The first glimmer of the importance of the UGC came in 2003, when Khot and Oded Regev, of Tel Aviv University and the École Normale Supérieure in Paris, proved that if UGC is true, then computer scientists’ intuition about the Minimum Vertex Cover problem is correct: the problem is NP-hard to approximate up to any constant better than 2.

games-conjecture6 — Max Cut: Given a network, which division of the vertices into two clumps produces the most edges that go from one clump to the other? The above division “cuts” through the six red edges.

Two years later, the UGC generated a truly startling finding, one that made computer scientists sit up and take note. It concerned a problem called Max Cut, which asks, given a network, how to divide up the vertices into two subsets in such a way that this division cuts through as many edges as possible (that is, separates the two endpoints of the edge into opposite subsets).

In 1994, Michel Goemans of MIT and David Williamson of Cornell University used a geometric argument involving trigonometric identities to come up with an efficient approximation algorithm for Max Cut that comes within about 87% of the best possible cut. Most computer scientists, says Luca Trevisan of Stanford University, believed that this particular number was an artifact of the geometric arguments involved and that there was probably a better approximation algorithm out there, since Max Cut is not inherently a deeply geometric problem. Håstad had used the PCP theorem to show in 1999 that it is NP-hard to approximate Max Cut better than about 94%, but that left plenty of room to improve on the 87% algorithm.

§ INFORMATION PROVIDED
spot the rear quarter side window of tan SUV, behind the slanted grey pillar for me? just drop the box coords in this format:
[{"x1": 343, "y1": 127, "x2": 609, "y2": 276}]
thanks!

§ COMPLETE THE FOLLOWING
**A)** Answer these questions from the passage on the Unique Games Conjecture:
(i) In what year did Khot and Regev prove their result about Minimum Vertex Cover?
(ii) Which two researchers created the 1994 approximation algorithm for Max Cut, and how close to the best possible cut does it come?
(iii) According to Håstad's 1999 result, better than what percentage is it NP-hard to approximate Max Cut?
**B)** Proceed with the passage on the Unique Games Conjecture and Max Cut, starting after its final sentence.

§ PER-TASK OUTPUTS
**A)**
(i) 2003
(ii) Michel Goemans and David Williamson; it comes within about 87% of the best possible cut.
(iii) About 94%

**B)**
In 2005, however, Khot, O’Donnell, Guy Kindler of the Hebrew University of Jerusalem and Elchanan Mossel of the Weizmann Institute showed that if UGC is true, then the 87% algorithm is the best possible efficient approximation to Max Cut.

“This was the defining moment when the Unique Games Conjecture became a very big deal,” Trevisan says. “The conjecture was giving us the exact answer—telling us that this really strange constant that comes from a geometric analysis is the best approximation for this very combinatorial problem.”

Since that time, researchers have proved numerous results of the form ‘If the UGC is true, then problem X is NP-hard to approximate better than a factor of Y.’ And in 2008, while at the University of Washington, Prasad Raghavendra—now of the Georgia Institute of Technology—astonished computer scientists by proving that UGC gives exact hardness results for all constraint satisfaction problems—problems such as the Unique Games problem in which the goal is to fulfill as many of a given set of constraints as possible. “Almost all problems in all disciplines have versions that look like that,” Wigderson says.

What’s more, Raghavendra showed that the UGC implies that the best approximation for any such problem is achieved by a very simple algorithm that uses a paradigm known as semidefinite programming.

“It’s amazing,” Wigderson says. “We understand immediately the hardness of an infinite class of problems by relying only on the one problem Khot postulated is hard. I don’t think anyone—not even he—suspected that it would be so universal.”

Unconditionally True

In a certain sense, the results we’ve just described are like a house of cards: If someone disproves the UGC, they will all collapse (although some weaker versions might survive). As computer scientists started making this observation to Khot, he became determined, O’Donnell says, to show that it is possible to use the ideas in the UGC to prove some unconditional theorems: statements whose conclusions do not depend on the UGC ultimately getting proved.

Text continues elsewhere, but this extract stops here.